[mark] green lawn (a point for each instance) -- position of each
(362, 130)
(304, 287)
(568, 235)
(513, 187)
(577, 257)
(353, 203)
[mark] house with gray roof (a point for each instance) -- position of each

---

REQUIRED TASK: Copy every one of the records above line for line, with no changes.

WRITTEN ANSWER:
[mark] green lawn (a point for each instance) -- position of each
(362, 130)
(304, 287)
(568, 235)
(513, 187)
(577, 257)
(353, 203)
[mark] house with gray roof (a point for each instance) -- position of each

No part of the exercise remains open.